[EXERCISE PROMPT]
Below are the records; give the number of their lines that contain the word "roof" and nothing more.
========================
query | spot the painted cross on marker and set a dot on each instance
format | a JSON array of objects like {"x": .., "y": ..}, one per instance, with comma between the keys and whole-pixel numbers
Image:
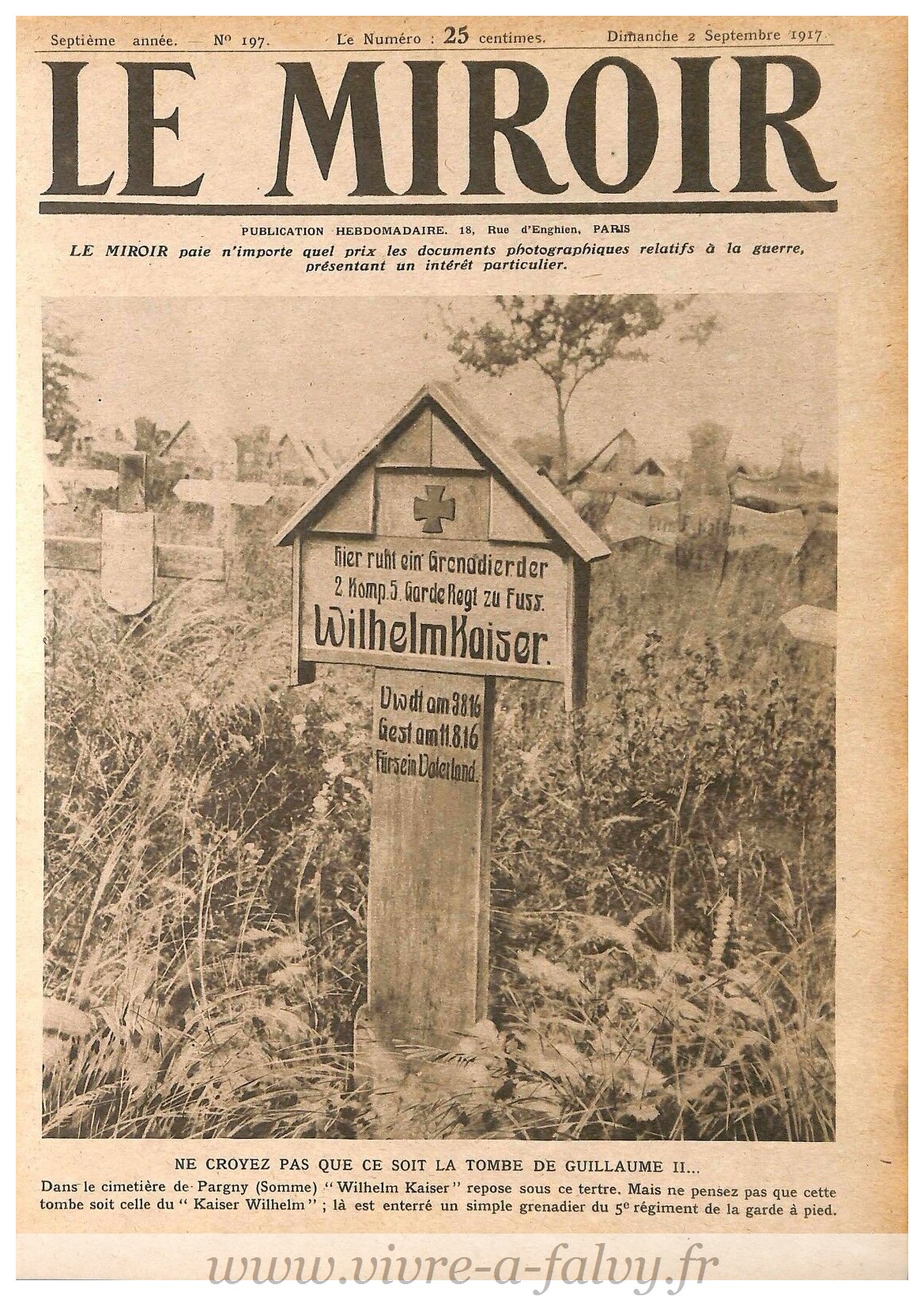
[{"x": 433, "y": 510}]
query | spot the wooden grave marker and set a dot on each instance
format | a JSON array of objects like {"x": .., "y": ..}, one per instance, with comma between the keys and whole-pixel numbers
[
  {"x": 442, "y": 560},
  {"x": 126, "y": 554}
]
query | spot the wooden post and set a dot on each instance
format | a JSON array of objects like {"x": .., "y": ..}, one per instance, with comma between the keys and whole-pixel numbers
[
  {"x": 429, "y": 862},
  {"x": 442, "y": 561},
  {"x": 127, "y": 555}
]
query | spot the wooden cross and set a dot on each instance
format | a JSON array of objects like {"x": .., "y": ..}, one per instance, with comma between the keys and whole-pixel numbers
[
  {"x": 221, "y": 496},
  {"x": 433, "y": 510},
  {"x": 496, "y": 583},
  {"x": 126, "y": 554}
]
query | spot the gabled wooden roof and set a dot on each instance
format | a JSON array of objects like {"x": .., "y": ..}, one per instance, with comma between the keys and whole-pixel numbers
[{"x": 533, "y": 492}]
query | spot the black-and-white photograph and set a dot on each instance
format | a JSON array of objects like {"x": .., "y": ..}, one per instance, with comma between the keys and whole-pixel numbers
[{"x": 439, "y": 717}]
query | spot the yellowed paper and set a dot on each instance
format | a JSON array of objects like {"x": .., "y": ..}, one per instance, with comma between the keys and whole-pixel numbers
[{"x": 462, "y": 648}]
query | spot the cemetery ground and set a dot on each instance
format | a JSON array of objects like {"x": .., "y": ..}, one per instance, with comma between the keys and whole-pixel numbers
[{"x": 662, "y": 868}]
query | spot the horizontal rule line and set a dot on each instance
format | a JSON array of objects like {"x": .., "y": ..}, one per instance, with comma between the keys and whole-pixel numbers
[{"x": 723, "y": 208}]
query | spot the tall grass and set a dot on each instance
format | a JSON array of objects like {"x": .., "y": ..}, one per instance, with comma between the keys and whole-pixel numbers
[{"x": 662, "y": 927}]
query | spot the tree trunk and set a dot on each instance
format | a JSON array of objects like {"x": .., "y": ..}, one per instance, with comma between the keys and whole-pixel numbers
[{"x": 563, "y": 439}]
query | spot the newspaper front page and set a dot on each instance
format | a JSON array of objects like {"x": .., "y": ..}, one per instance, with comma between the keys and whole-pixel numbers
[{"x": 462, "y": 696}]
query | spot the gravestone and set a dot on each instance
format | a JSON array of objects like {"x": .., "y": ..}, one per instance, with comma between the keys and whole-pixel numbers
[
  {"x": 442, "y": 560},
  {"x": 127, "y": 554}
]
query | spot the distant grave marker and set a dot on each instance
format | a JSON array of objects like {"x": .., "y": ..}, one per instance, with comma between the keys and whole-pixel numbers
[
  {"x": 126, "y": 554},
  {"x": 442, "y": 560}
]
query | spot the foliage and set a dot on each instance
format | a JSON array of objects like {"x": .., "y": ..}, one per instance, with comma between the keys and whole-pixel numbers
[
  {"x": 662, "y": 872},
  {"x": 58, "y": 352},
  {"x": 568, "y": 338}
]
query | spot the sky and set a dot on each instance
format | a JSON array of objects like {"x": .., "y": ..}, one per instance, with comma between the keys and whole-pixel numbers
[{"x": 334, "y": 370}]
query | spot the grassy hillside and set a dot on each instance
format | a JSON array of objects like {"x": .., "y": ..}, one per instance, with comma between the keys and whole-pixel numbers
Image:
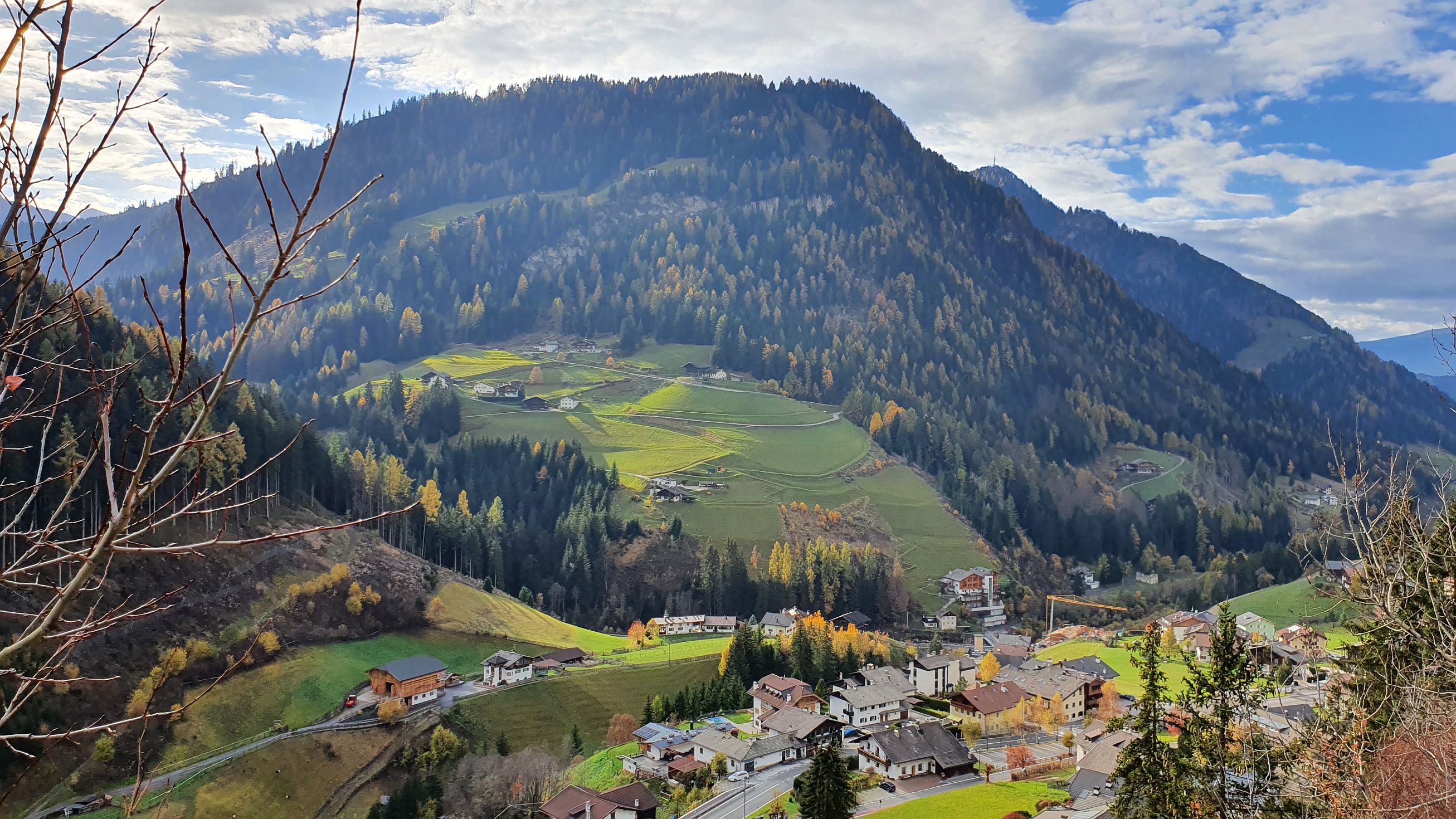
[
  {"x": 1291, "y": 603},
  {"x": 768, "y": 448},
  {"x": 1122, "y": 661},
  {"x": 976, "y": 802},
  {"x": 542, "y": 713},
  {"x": 474, "y": 611},
  {"x": 305, "y": 684},
  {"x": 289, "y": 779}
]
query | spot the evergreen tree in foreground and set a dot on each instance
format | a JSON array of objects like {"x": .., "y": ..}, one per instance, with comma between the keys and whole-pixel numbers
[
  {"x": 1151, "y": 774},
  {"x": 1232, "y": 767},
  {"x": 823, "y": 792}
]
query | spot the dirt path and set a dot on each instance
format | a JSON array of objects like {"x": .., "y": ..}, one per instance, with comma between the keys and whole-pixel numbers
[{"x": 344, "y": 793}]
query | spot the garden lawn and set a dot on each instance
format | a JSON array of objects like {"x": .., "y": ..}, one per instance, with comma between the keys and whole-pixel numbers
[
  {"x": 474, "y": 611},
  {"x": 1122, "y": 662},
  {"x": 542, "y": 713},
  {"x": 302, "y": 686},
  {"x": 602, "y": 767},
  {"x": 1289, "y": 604},
  {"x": 976, "y": 802},
  {"x": 679, "y": 649}
]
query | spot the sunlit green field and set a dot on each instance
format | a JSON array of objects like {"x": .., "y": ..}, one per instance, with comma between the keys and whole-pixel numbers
[{"x": 771, "y": 450}]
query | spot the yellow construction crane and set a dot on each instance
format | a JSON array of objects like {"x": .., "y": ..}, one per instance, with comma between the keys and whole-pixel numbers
[{"x": 1053, "y": 600}]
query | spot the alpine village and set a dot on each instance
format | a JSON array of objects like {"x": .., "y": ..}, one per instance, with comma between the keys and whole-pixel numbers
[{"x": 689, "y": 446}]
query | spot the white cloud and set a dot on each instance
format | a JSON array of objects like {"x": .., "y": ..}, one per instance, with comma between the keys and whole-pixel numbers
[
  {"x": 284, "y": 129},
  {"x": 1138, "y": 106}
]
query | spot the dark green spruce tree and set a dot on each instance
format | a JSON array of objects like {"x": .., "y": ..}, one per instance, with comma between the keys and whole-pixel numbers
[
  {"x": 1149, "y": 773},
  {"x": 1234, "y": 772},
  {"x": 823, "y": 792}
]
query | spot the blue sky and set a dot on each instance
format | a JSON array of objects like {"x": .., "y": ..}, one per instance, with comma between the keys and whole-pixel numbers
[{"x": 1308, "y": 143}]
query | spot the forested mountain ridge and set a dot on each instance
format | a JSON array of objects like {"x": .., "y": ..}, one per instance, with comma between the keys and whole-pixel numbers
[
  {"x": 1247, "y": 323},
  {"x": 807, "y": 235}
]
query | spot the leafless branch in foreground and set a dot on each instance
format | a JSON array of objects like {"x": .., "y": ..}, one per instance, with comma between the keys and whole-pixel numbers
[{"x": 84, "y": 479}]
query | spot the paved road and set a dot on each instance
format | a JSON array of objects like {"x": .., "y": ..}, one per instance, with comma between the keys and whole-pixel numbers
[
  {"x": 883, "y": 801},
  {"x": 163, "y": 782},
  {"x": 747, "y": 798}
]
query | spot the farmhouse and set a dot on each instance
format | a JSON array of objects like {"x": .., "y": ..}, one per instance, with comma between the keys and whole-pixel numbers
[
  {"x": 935, "y": 674},
  {"x": 1303, "y": 639},
  {"x": 1050, "y": 682},
  {"x": 1255, "y": 625},
  {"x": 902, "y": 753},
  {"x": 683, "y": 625},
  {"x": 775, "y": 693},
  {"x": 507, "y": 668},
  {"x": 744, "y": 755},
  {"x": 509, "y": 392},
  {"x": 414, "y": 680},
  {"x": 1141, "y": 467},
  {"x": 628, "y": 802},
  {"x": 868, "y": 706},
  {"x": 715, "y": 373},
  {"x": 567, "y": 656},
  {"x": 878, "y": 675},
  {"x": 811, "y": 728},
  {"x": 976, "y": 589},
  {"x": 657, "y": 739},
  {"x": 994, "y": 706},
  {"x": 777, "y": 623}
]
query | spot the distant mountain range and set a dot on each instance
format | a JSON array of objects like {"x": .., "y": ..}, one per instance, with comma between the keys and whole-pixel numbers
[{"x": 1251, "y": 326}]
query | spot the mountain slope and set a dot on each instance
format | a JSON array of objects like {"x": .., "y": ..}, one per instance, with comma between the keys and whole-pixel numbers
[
  {"x": 806, "y": 235},
  {"x": 1247, "y": 323},
  {"x": 1419, "y": 353}
]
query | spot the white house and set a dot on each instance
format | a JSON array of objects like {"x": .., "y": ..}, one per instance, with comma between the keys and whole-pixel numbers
[
  {"x": 507, "y": 668},
  {"x": 744, "y": 755},
  {"x": 777, "y": 623},
  {"x": 1255, "y": 625},
  {"x": 902, "y": 753},
  {"x": 868, "y": 706},
  {"x": 935, "y": 674}
]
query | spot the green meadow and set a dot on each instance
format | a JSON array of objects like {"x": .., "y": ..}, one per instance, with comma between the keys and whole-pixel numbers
[{"x": 768, "y": 448}]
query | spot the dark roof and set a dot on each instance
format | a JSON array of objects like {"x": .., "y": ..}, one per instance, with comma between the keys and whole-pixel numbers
[
  {"x": 991, "y": 699},
  {"x": 921, "y": 742},
  {"x": 1091, "y": 665},
  {"x": 573, "y": 801},
  {"x": 412, "y": 668},
  {"x": 566, "y": 655}
]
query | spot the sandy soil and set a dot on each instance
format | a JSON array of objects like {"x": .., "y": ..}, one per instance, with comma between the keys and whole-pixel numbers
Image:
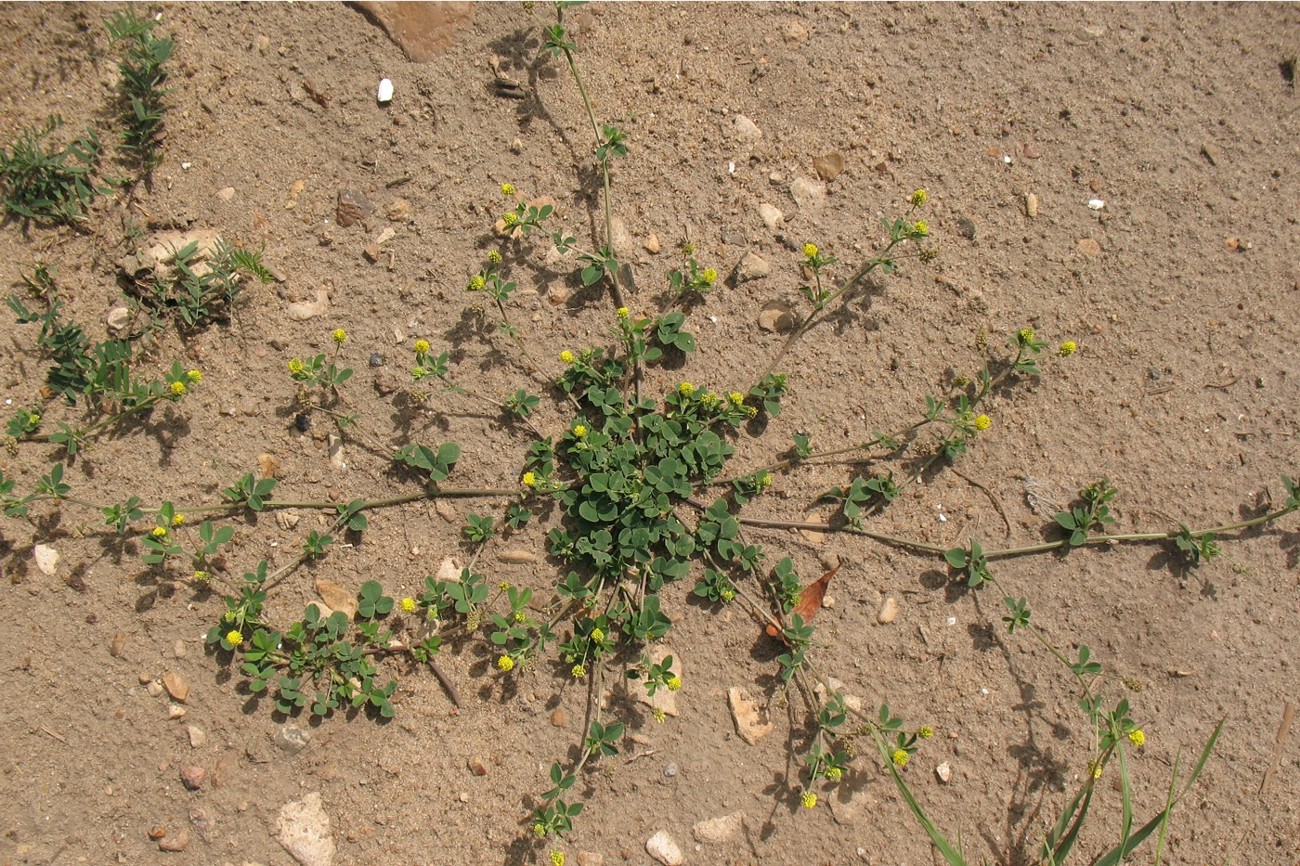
[{"x": 1179, "y": 293}]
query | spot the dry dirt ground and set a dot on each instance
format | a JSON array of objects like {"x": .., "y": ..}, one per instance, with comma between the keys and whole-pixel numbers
[{"x": 1179, "y": 291}]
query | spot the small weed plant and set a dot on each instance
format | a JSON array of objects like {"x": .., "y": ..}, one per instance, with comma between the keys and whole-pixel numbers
[{"x": 636, "y": 492}]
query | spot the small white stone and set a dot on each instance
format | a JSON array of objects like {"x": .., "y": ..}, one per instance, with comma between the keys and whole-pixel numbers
[
  {"x": 664, "y": 849},
  {"x": 47, "y": 559}
]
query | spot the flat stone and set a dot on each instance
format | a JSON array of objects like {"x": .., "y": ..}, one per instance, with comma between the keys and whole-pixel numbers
[
  {"x": 664, "y": 849},
  {"x": 352, "y": 207},
  {"x": 807, "y": 194},
  {"x": 718, "y": 831},
  {"x": 752, "y": 723},
  {"x": 771, "y": 216},
  {"x": 303, "y": 830},
  {"x": 291, "y": 739}
]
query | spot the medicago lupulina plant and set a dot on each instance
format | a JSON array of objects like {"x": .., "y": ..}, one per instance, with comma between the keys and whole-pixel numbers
[{"x": 636, "y": 494}]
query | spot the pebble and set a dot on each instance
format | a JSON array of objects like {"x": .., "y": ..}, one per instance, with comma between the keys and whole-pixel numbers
[
  {"x": 351, "y": 208},
  {"x": 193, "y": 776},
  {"x": 888, "y": 611},
  {"x": 746, "y": 129},
  {"x": 174, "y": 843},
  {"x": 828, "y": 165},
  {"x": 47, "y": 559},
  {"x": 518, "y": 557},
  {"x": 716, "y": 831},
  {"x": 118, "y": 319},
  {"x": 776, "y": 316},
  {"x": 752, "y": 723},
  {"x": 303, "y": 830},
  {"x": 664, "y": 849},
  {"x": 304, "y": 310},
  {"x": 807, "y": 194},
  {"x": 752, "y": 267},
  {"x": 176, "y": 685},
  {"x": 291, "y": 739}
]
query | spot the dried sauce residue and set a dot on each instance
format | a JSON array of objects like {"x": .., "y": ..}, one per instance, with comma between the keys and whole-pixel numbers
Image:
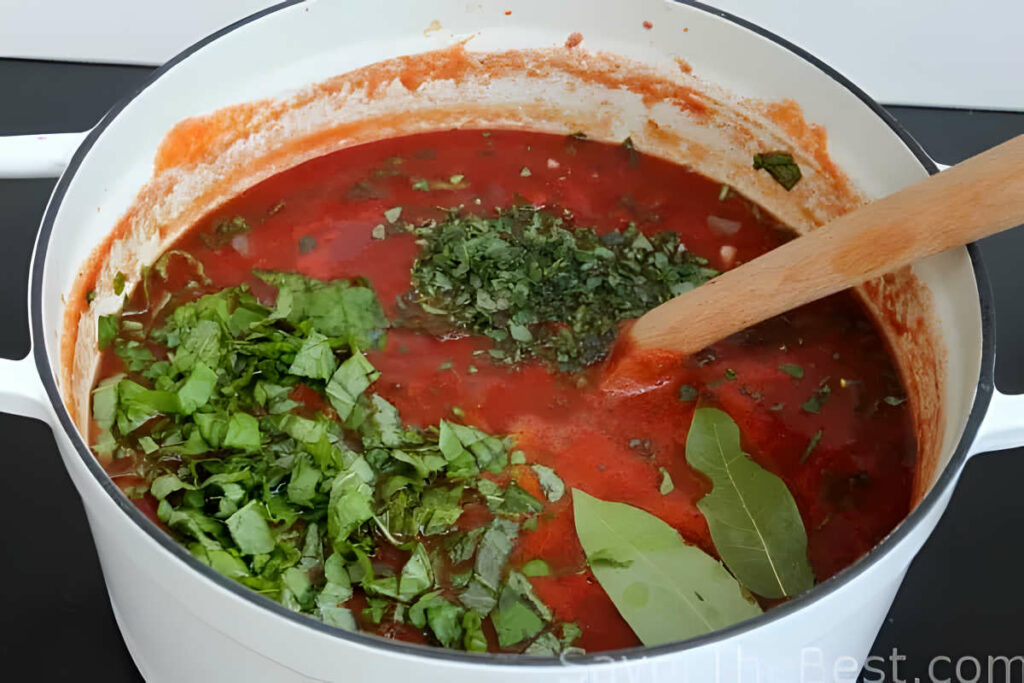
[{"x": 196, "y": 152}]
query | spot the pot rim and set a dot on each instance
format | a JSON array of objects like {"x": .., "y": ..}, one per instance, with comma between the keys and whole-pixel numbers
[{"x": 944, "y": 482}]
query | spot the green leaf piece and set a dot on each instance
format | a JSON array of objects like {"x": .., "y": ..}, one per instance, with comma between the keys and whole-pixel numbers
[
  {"x": 753, "y": 517},
  {"x": 551, "y": 483},
  {"x": 665, "y": 589},
  {"x": 780, "y": 166},
  {"x": 314, "y": 358},
  {"x": 249, "y": 529}
]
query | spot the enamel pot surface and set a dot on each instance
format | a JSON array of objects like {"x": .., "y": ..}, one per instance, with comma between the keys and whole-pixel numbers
[{"x": 180, "y": 620}]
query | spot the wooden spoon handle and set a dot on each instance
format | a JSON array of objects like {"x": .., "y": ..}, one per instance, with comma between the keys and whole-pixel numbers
[{"x": 977, "y": 198}]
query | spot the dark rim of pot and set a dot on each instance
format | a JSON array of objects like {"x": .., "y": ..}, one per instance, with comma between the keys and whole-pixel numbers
[{"x": 904, "y": 529}]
========================
[RESPONSE BOX]
2